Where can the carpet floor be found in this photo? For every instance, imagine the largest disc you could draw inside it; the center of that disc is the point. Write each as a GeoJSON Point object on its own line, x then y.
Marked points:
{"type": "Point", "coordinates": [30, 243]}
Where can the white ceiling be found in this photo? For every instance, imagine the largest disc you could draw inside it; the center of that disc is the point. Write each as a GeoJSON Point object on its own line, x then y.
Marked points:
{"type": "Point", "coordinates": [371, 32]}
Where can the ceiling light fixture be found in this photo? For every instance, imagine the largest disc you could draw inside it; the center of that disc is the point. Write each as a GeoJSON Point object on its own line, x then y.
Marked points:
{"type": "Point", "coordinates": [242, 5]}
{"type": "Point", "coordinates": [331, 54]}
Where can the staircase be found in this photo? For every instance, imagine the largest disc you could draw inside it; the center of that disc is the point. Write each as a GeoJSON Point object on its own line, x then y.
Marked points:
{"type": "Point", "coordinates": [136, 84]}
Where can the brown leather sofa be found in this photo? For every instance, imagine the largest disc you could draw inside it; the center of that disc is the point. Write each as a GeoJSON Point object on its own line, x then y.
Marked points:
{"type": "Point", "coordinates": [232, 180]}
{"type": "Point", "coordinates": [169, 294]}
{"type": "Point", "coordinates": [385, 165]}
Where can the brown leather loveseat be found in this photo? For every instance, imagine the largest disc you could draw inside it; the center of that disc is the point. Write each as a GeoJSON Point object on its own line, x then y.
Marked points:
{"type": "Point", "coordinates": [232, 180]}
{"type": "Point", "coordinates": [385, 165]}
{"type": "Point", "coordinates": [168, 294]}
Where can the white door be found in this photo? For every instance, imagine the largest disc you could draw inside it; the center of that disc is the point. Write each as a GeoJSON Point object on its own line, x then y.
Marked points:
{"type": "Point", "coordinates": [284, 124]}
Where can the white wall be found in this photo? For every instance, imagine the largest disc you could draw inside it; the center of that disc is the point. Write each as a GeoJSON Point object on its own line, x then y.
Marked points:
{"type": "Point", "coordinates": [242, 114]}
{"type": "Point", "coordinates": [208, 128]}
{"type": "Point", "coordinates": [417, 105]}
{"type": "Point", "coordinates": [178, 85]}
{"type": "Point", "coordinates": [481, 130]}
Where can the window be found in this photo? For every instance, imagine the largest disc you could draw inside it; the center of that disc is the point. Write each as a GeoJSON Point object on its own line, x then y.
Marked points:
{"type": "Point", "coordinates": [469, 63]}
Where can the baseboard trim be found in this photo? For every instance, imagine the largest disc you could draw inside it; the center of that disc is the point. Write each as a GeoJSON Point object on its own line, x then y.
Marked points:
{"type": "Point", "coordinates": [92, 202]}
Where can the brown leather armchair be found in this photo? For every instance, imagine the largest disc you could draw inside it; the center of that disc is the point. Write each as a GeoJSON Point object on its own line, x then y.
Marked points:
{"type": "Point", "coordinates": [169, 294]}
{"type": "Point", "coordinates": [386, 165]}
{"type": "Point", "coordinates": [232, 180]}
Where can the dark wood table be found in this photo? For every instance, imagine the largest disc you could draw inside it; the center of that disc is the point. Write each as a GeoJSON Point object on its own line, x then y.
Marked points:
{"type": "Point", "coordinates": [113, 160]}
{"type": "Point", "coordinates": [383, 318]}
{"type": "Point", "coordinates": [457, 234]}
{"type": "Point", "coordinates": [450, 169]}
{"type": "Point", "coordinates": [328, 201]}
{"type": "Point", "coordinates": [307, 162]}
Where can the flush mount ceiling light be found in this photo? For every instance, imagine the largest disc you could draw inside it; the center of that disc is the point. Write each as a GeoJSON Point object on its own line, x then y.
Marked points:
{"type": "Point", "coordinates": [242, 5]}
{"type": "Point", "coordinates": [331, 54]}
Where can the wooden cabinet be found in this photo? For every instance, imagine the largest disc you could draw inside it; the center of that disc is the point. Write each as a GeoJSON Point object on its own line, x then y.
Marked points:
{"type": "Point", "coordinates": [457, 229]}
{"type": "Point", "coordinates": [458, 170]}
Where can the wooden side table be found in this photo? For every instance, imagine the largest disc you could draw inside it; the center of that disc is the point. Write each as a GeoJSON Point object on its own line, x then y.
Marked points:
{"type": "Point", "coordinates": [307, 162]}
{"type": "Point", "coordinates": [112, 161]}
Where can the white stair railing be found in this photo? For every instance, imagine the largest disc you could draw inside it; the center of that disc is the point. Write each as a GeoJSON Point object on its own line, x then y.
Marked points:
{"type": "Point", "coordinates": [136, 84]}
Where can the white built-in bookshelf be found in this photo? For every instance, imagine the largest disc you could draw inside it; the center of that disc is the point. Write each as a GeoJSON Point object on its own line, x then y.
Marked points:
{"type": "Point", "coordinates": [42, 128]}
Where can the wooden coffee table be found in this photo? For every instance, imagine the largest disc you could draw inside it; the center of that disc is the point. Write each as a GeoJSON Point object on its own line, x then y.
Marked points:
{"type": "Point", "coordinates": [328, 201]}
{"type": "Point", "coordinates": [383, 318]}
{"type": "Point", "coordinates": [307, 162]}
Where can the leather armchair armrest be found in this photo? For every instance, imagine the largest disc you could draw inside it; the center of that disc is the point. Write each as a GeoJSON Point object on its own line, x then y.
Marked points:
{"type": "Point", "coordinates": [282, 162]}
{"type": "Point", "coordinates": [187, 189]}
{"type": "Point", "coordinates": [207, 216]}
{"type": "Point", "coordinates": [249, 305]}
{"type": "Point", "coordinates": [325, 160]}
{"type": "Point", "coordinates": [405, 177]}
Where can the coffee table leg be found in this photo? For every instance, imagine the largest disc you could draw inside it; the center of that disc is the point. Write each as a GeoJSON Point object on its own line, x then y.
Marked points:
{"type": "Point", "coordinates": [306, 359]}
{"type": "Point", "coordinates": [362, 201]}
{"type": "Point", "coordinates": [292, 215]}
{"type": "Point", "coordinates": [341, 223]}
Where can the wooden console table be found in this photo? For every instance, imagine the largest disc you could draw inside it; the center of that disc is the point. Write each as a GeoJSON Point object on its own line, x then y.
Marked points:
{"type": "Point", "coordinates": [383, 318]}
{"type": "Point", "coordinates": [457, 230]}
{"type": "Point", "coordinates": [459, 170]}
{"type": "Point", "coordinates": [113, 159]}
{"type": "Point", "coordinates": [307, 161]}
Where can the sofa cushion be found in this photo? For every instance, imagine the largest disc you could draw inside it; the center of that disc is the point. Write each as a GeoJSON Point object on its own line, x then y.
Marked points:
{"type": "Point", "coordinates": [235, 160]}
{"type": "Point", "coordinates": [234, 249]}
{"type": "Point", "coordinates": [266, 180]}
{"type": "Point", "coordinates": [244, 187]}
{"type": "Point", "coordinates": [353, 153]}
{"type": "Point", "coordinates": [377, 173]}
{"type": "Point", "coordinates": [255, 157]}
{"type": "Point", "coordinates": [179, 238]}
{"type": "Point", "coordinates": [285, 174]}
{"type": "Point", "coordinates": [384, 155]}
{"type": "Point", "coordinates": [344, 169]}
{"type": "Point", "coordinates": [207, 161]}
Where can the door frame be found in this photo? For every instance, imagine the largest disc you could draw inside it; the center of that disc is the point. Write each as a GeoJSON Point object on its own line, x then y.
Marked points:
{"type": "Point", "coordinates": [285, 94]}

### Task directions
A word-for-word copy of the data is the expected answer.

### Result of the exercise
Where can the carpet floor be found in this photo? For every instance, imagine the largest disc you could draw inside it; the center of that disc is the point. Write each as a GeoJSON Point object on its own line, x then y.
Marked points:
{"type": "Point", "coordinates": [30, 243]}
Where can the white ceiling be found in this photo? For every instance, imagine the largest disc you could draw inside it; the center of that disc is the point. Write each as a GeoJSON Point object on its own line, x then y.
Marked points:
{"type": "Point", "coordinates": [371, 32]}
Where can the ceiling light fixture be found in this photo? For every instance, imagine the largest disc you could draw inside it; the center of that disc is the point. Write each as a GeoJSON Point object on its own line, x then y.
Marked points:
{"type": "Point", "coordinates": [242, 5]}
{"type": "Point", "coordinates": [331, 54]}
Where can the staircase be found in this photo? For every instance, imagine the largest disc you could draw inside it; the center of that disc is the point. Write each as a GeoJSON Point object on its own line, x then y.
Marked points:
{"type": "Point", "coordinates": [136, 84]}
Where can the brown leather sofa be found in this photo? For every instance, imagine the largest disc you could draw inside it; the center of that disc is the point. Write each as a GeoJSON Point object on its own line, x then y.
Marked points:
{"type": "Point", "coordinates": [232, 180]}
{"type": "Point", "coordinates": [169, 294]}
{"type": "Point", "coordinates": [385, 165]}
Where can the brown leather loveseat be found in this photo? For every instance, imagine the largest disc you could draw inside it; the center of that disc is the point. Write each as a GeoJSON Point object on its own line, x then y.
Marked points:
{"type": "Point", "coordinates": [232, 180]}
{"type": "Point", "coordinates": [385, 165]}
{"type": "Point", "coordinates": [168, 294]}
Where can the white door be found in this photo? For every instance, imagine the largest disc you could draw inside it; the center of that disc is the point. Write each as a GeoJSON Point object on its own line, x then y.
Marked points:
{"type": "Point", "coordinates": [284, 124]}
Where can the white wall be found in this photo? For every instance, imagine the largest disc you could draw inside it; the center of that disc is the point. Write each as a GeoJSON Point object on its own line, x then y.
Marked points:
{"type": "Point", "coordinates": [242, 114]}
{"type": "Point", "coordinates": [208, 128]}
{"type": "Point", "coordinates": [417, 105]}
{"type": "Point", "coordinates": [178, 85]}
{"type": "Point", "coordinates": [481, 130]}
Where can the window be found in this photo? For every instance, imagine the largest disc you could draw inside it; the center of that disc is the point. Write each as a GeoJSON Point object on its own line, x then y.
Marked points:
{"type": "Point", "coordinates": [469, 63]}
Where can the baseboard trim be found in this photo? For every instance, imagine the largest disc you could draw inside it; the center of that disc is the point. Write each as a GeoJSON Point object on its own line, x then y.
Marked points:
{"type": "Point", "coordinates": [92, 202]}
Where can the brown leather armchair be found in this photo? For every instance, imagine the largest disc you could draw inside it; the center of that disc is the point. Write each as a GeoJSON Point object on its own line, x then y.
Marked points:
{"type": "Point", "coordinates": [169, 294]}
{"type": "Point", "coordinates": [386, 165]}
{"type": "Point", "coordinates": [232, 180]}
Where can the dark wood table be found in this photo? For every instance, imagine the largest disc you could draw inside it; the center of that disc is the point. Write each as a GeoJSON Point object on its own line, x then y.
Marked points:
{"type": "Point", "coordinates": [113, 160]}
{"type": "Point", "coordinates": [383, 318]}
{"type": "Point", "coordinates": [457, 234]}
{"type": "Point", "coordinates": [450, 169]}
{"type": "Point", "coordinates": [328, 201]}
{"type": "Point", "coordinates": [307, 162]}
Where can the flush mount ceiling light be found in this photo? For every instance, imagine the largest disc you could draw inside it; the center of that disc is the point. Write each as a GeoJSON Point object on its own line, x then y.
Marked points:
{"type": "Point", "coordinates": [242, 5]}
{"type": "Point", "coordinates": [331, 54]}
Where can the wooden cabinet be found in this photo? For every instance, imagine the largest disc you could draw inside it; the center of that disc is the point. Write each as a GeoJSON Point object on its own line, x then y.
Marked points:
{"type": "Point", "coordinates": [457, 229]}
{"type": "Point", "coordinates": [458, 170]}
Where can the wooden side table be found in this photo? For every instance, imagine the largest disc you could draw inside it; the center of that disc is the point. Write each as a GeoJSON Point object on its own line, x then y.
Marked points:
{"type": "Point", "coordinates": [307, 162]}
{"type": "Point", "coordinates": [112, 161]}
Where can the white stair railing be found in this photo? For every instance, imagine the largest disc you could draw inside it; the center of that disc is the point. Write each as a GeoJSON Point object on its own line, x then y.
Marked points:
{"type": "Point", "coordinates": [136, 84]}
Where can the white built-in bookshelf be found in this photo? For every instance, imagine the largest disc you could draw inside it; the center of that disc is the point. Write each as a GeoJSON Point object on its own line, x then y.
Marked points:
{"type": "Point", "coordinates": [42, 128]}
Where can the wooden coffee table be found in this photo? For every instance, imagine the largest disc you could draw inside it; the center of that disc is the point. Write each as a GeoJSON Point object on its own line, x then y.
Marked points:
{"type": "Point", "coordinates": [328, 201]}
{"type": "Point", "coordinates": [383, 318]}
{"type": "Point", "coordinates": [307, 162]}
Where can the leather armchair armrest be found in this photo? For every instance, imagine the largest disc you could draw inside it; the center of that disc is the point. Write each as a GeoJSON Point object on its own line, x then y.
Marked points:
{"type": "Point", "coordinates": [282, 162]}
{"type": "Point", "coordinates": [187, 189]}
{"type": "Point", "coordinates": [207, 216]}
{"type": "Point", "coordinates": [249, 305]}
{"type": "Point", "coordinates": [325, 160]}
{"type": "Point", "coordinates": [405, 177]}
Where can the coffee table leg be found in this photo? For every instance, imagine the largest disc you could draw inside it; the center of that disc is the point. Write each as a GeoJSON Point object on its own line, x then y.
Marked points:
{"type": "Point", "coordinates": [306, 359]}
{"type": "Point", "coordinates": [362, 201]}
{"type": "Point", "coordinates": [292, 215]}
{"type": "Point", "coordinates": [341, 223]}
Where can the wooden console table be found in this photo? For every instance, imagine the largest disc you could draw inside it; the center of that disc is the point. Write each as a GeoJSON Point object on its own line, x then y.
Marked points:
{"type": "Point", "coordinates": [383, 318]}
{"type": "Point", "coordinates": [457, 230]}
{"type": "Point", "coordinates": [459, 170]}
{"type": "Point", "coordinates": [113, 159]}
{"type": "Point", "coordinates": [307, 161]}
Where can the sofa cushion be found in this photo? For every instance, imagine the largest disc you could draw inside it; the center of that disc is the point. Write each as a GeoJSON Point object on its own line, x then y.
Marked points:
{"type": "Point", "coordinates": [235, 160]}
{"type": "Point", "coordinates": [234, 249]}
{"type": "Point", "coordinates": [266, 180]}
{"type": "Point", "coordinates": [244, 187]}
{"type": "Point", "coordinates": [353, 153]}
{"type": "Point", "coordinates": [377, 173]}
{"type": "Point", "coordinates": [255, 157]}
{"type": "Point", "coordinates": [179, 238]}
{"type": "Point", "coordinates": [285, 174]}
{"type": "Point", "coordinates": [384, 155]}
{"type": "Point", "coordinates": [344, 169]}
{"type": "Point", "coordinates": [207, 161]}
Where can the door frame be found in this photo? For every instance, imagine the largest disc you could draw inside it; the center of that disc is the point. Write each as a GeoJSON Point object on its own line, x then y.
Marked points:
{"type": "Point", "coordinates": [285, 94]}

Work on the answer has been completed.